Extract provided ::
--- begin ---
How to avoid wasting huge amounts of memory when processing DPDK mbufs?

How to avoid wasting huge amounts of memory when processing DPDK mbufs? - dpdk

DPDK: 22.03
PMD: Amazon ENA
We have a DPDK application that only calls rte_eth_rx_burst() (we do not transmit packets) and it must process the payload very quickly. The payload of a single network packet MUST be in contiguous memory.
The DPDK API is optimized around having memory pools of fixed-size mbufs in memory pools. If a packet is received on the DPDK port that is larger than the mbuf size, but smaller than the max MTU then it will be segmented according to the figure below:
This leads us the following problems:
If we configure the memory pool to store large packets (for example
max MTU size) then we will always store the payload in contiguous memory, but we will waste huge amounts memory in the case we
receive traffic containing small packets. Imagine that our mbuf size
is 9216 bytes, but we are receiving mostly packets of size 100-300
bytes. We are wasting memory by a factor of 90!
--- end ---
Supplied material ::
--- begin ---
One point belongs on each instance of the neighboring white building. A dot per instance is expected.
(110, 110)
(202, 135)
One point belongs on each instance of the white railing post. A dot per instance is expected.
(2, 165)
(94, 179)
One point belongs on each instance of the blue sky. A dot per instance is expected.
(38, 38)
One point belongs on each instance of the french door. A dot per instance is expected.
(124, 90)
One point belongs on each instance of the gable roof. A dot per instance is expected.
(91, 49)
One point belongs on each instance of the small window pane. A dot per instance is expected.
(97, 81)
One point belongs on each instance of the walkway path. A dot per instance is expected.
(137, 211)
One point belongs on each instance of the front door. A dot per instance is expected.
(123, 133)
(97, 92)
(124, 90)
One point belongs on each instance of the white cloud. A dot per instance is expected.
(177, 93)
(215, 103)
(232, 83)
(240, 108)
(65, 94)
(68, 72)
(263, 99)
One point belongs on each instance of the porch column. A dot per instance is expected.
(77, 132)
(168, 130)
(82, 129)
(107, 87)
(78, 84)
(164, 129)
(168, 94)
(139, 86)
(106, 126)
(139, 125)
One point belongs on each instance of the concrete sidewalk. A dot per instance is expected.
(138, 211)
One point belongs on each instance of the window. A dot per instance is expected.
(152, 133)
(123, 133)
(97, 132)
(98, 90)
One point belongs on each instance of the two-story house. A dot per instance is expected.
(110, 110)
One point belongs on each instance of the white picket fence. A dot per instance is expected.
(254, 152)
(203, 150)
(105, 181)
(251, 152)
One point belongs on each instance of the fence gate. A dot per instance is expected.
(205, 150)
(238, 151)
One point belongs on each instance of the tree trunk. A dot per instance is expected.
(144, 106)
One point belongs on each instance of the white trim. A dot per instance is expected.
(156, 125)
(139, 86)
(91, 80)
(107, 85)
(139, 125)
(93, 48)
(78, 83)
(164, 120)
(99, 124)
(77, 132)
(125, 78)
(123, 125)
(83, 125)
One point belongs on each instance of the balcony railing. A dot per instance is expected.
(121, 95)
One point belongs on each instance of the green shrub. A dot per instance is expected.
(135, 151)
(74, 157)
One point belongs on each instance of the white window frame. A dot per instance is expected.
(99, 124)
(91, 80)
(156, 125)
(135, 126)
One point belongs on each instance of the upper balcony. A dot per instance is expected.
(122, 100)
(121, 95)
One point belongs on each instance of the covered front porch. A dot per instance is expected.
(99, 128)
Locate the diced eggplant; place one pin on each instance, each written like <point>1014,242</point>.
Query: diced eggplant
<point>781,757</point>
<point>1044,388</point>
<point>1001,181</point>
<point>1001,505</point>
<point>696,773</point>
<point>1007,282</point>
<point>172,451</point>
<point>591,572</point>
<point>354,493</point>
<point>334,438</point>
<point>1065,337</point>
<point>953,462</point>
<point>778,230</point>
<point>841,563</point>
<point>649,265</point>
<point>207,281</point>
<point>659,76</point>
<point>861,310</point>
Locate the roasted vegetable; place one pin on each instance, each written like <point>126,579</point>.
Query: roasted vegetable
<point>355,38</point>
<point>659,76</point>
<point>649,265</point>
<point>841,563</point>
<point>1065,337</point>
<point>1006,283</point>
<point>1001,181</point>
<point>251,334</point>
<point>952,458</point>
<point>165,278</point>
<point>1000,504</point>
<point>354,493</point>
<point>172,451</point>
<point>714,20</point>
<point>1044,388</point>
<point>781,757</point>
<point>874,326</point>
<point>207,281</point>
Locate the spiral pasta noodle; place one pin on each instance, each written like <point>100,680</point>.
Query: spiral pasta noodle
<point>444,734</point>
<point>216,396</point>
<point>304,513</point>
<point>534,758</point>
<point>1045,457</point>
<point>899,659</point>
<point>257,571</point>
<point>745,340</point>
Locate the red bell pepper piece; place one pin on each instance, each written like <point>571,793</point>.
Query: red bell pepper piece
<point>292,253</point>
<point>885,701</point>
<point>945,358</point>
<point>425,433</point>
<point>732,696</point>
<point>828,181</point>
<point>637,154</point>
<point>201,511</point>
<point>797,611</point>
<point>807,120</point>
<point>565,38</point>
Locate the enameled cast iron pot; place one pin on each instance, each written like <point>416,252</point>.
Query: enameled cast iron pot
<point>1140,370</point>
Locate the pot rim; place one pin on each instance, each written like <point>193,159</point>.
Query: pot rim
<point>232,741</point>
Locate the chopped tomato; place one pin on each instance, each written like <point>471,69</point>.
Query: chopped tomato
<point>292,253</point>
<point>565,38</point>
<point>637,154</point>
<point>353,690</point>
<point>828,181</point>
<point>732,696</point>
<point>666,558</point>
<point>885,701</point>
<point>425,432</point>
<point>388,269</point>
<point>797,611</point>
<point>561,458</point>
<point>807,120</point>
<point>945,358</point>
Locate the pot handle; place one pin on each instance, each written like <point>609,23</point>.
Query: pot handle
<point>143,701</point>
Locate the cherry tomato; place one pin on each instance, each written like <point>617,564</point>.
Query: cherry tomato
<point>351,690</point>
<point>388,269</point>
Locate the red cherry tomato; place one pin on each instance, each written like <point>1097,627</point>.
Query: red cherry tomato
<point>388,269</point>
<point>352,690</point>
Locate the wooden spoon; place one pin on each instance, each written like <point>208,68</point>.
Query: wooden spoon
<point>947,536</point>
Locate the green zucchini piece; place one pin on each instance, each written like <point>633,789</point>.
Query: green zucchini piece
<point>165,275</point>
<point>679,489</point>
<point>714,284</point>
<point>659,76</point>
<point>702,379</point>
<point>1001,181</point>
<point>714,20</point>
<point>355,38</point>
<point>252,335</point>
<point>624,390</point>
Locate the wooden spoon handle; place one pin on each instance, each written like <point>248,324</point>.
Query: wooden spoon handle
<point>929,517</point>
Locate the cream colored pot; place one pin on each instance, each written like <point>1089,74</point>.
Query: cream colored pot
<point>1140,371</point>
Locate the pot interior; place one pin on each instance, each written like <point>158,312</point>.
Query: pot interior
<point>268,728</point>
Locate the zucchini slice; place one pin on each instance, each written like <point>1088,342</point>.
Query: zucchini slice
--- end ---
Exercise set ::
a: Answer these about the post on wasted memory with DPDK mbufs, one line each:
(i) Which DPDK version and which PMD does the post list?
(ii) Which function is the only one the application calls?
(iii) In the example, what is the mbuf size, and what size are most of the received packets?
b: Continue the post on wasted memory with DPDK mbufs from its last sentence.
You won't need the material for this.

Replies ::
a:
(i) DPDK 22.03 and the Amazon ENA PMD.
(ii) rte_eth_rx_burst().
(iii) The mbuf size is 9216 bytes, and most packets are 100-300 bytes.

b:
If we reduce the size of mbufs, to let's say 512 bytes, then we need
special handling of those segments in order to store the payload in
contiguous memory. Special handling and copying hurts our performance, so it should be limited.
My final question:
What strategy is recommended for a DPDK application that needs to process the payload of network packets in contiguous memory? With both small (100-300 bytes) and large (9216) packets, without wasting huge amounts of memory with 9K-sized mbuf pools? Is copying segmented jumbo frames into a larger mbuf the only option?

There are a couple of ways involving the use of HW and SW logic to make use of multiple-size mempool.
via hardware:
If the NIC PMD supports packet or metadata (RX descriptor) parsing, one can use RTE_FLOW RAW to program the flow direction to a specific queue. Where each can be set up with desired rte_mempool.
IF the NIC PMD does not support parsing of metadata (RX descriptors) but the user is aware of specific protocol fields like ETH + MPLS|VLAN or ETH + IP + UDP or ETH + IP + UDP + Tunnel (Geneve|VxLAN); one can use RTE_FLOW to distribute the traffic over specific queues (which has larger mempool object size). thus making default traffic to fall on queue-0 (which has smaller mempool object size)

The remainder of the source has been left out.